Given request 1: Please reproduce everything from "Stitching up the" down to "and political narratives." in the profile of Héla Ammar.
Given request 2: For each statement, answer yes or no according to the profile of Héla Ammar, and quote the words that decide it. (a) Héla Ammar was born in Tunis. (b) She currently lives and works in Tunis. (c) Her archive-based work draws only on personal archives.
Given request 3: Carry the profile of Héla Ammar forward from its final sentence.

Excerpt:
.....
Stitching up the gaps in the memory
Héla Ammar is a photographer born in 1969 in Tunis, currently living and working in La Marsa, Tunisia. Her work consistently explores and questions the concepts of memory, identity, and time, in correlation with Tunisia’s historical and political narratives.
The granddaughter and great-granddaughter of political figures involved in the struggle for independence, Héla Ammar has since explored two parallel paths: On the one hand, a photographic work on the margins of and on the discrimination at work in Tunisian society today (homophobia, racism, sexism, censorship), where the portrait dominates: prison population, women, queer people, black people, journalists and free speech activists, etc. On the other hand, a visual work based on personal and historical archives intended to question the mechanisms of collective memory and the way in which past events are perceived and transmitted.
.....
Given material:
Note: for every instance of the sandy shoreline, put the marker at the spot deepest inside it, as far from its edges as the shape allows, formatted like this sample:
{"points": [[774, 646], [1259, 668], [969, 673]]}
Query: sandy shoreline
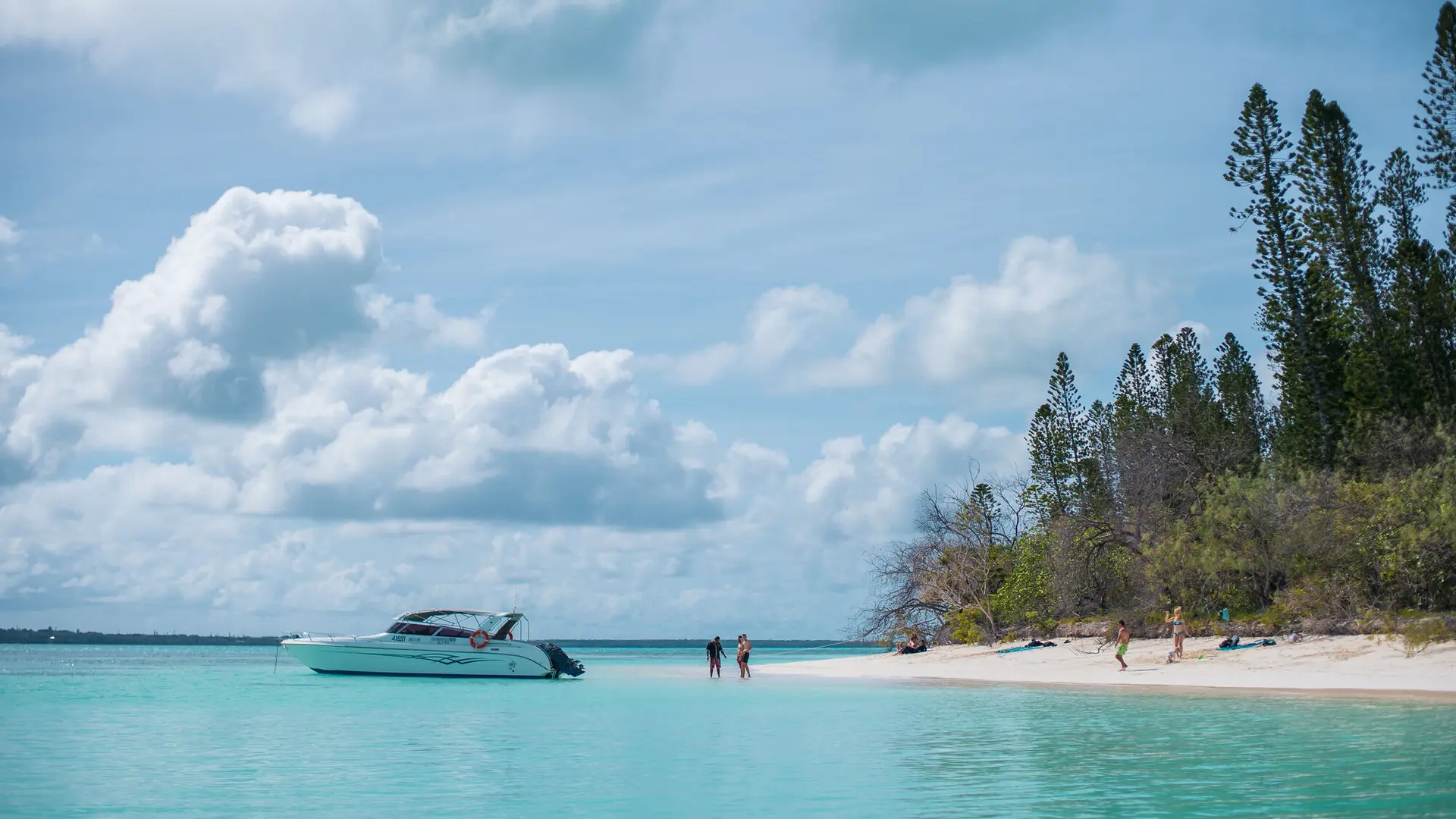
.....
Task answer 1:
Stitching up the gaps in the memory
Héla Ammar is a photographer born in 1969 in Tunis, currently living and working in La Marsa, Tunisia. Her work consistently explores and questions the concepts of memory, identity, and time, in correlation with Tunisia’s historical and political narratives.

Task answer 2:
(a) Yes: "born in 1969 in Tunis".
(b) No: "currently living and working in La Marsa, Tunisia".
(c) No: "a visual work based on personal and historical archives".

Task answer 3:
For Héla, working with archives makes it possible to reconnect the present to the past, to question established historical narratives, and to give voice to invisible or forgotten perspectives. By weaving links between personal and official archives with a common thread, she addresses issues related to identity, memory and the impact of historical events on individuals and societies. “The Tunisian revolution freed the image from the propaganda function to which the dictatorship had limited it. It was this brand-new thirst for images of the present moment that provoked in me a hunger for images of the past. To paraphrase Derrida, I would say that I was suffering ‘an archive fever. As if this sudden presence of a Tunisia in full swing revealed the absence of all the aspects of a Tunisia that had been hidden or denied. This made me want to retrace the steps of the past and connect them to the present.”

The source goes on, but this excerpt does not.